• Excerpt:
==================================================

Have a Mentor, Be a Mentor
Some of those teens that could have benefited from a mentor are individuals that now choose to lead a sober lifestyle. Nicole Vasquez, National Alumni Manager at American Addiction Centers (AAC), is a big proponent of both having and being a mentor, as she herself is both.
“I want to impress upon everyone the value of mentorship,” says Vasquez. “Whether you are in Recovery, or not, it is great to have somebody that you can bounce ideas off and go to when you need guidance. Sometimes you just need someone to listen. In your work space or home life, don’t wander around aimlessly. Others have experience that you can, and should, utilize.”
For those choosing sobriety, by way of addiction, having a stable support system is a life-saving choice. Chris Boutté, Alumni Coordinate at AAC, knows that he both needs a mentor and chooses to be one for others in need. Chris says,
“As an addict, my life is unmanageable and I don’t know how to live a proper life. I didn’t know how to live without drugs and alcohol because I didn’t know how to manage my feelings, good or bad. Having a mentor gave me the opportunity to learn a better way of living in all aspects of my life. Sayings that many hear in Recovery are ‘We keep what we have by giving it away’ and ‘We give back what was so freely given to us’ — Not only does [being a mentor] help me stay sober, but it’s given me a purpose in life. I feel like it’s the priceless debt I owe to the men and women who helped me in my early recovery.”

==================================================

• Exercises to complete:
1. Indicate whether each of the following statements agrees with the mentorship excerpt, answering yes or no and quoting the words from it that decide the matter. (a) Nicole Vasquez is the National Alumni Manager at American Addiction Centers. (b) Vasquez says mentorship is valuable only for people in Recovery. (c) Chris Boutté says being a mentor has given him a purpose in life.
2. Rewrite the passage of the mentorship excerpt starting at "Have a Mentor, Be" and ending at "herself is both.", replacing "teens" with "young people".

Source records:
==================================================

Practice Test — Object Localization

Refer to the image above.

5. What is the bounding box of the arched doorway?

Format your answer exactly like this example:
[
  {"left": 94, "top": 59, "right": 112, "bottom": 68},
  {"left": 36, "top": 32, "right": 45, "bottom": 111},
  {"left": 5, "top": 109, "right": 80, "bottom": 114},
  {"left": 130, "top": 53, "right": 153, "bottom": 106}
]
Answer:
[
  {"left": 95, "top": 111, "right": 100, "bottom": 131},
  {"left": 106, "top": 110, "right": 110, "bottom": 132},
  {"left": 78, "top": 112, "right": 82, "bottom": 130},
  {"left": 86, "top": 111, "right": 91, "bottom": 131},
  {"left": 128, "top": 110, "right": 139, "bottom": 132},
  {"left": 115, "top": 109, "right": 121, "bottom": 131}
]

==================================================

• Completed exercise:
1.
(a) Yes: "Nicole Vasquez, National Alumni Manager at American Addiction Centers (AAC)"
(b) No: "Whether you are in Recovery, or not, it is great to have somebody that you can bounce ideas off and go to when you need guidance."
(c) Yes: "Not only does [being a mentor] help me stay sober, but it’s given me a purpose in life."

2.
Have a Mentor, Be a Mentor
Some of those young people that could have benefited from a mentor are individuals that now choose to lead a sober lifestyle. Nicole Vasquez, National Alumni Manager at American Addiction Centers (AAC), is a big proponent of both having and being a mentor, as she herself is both.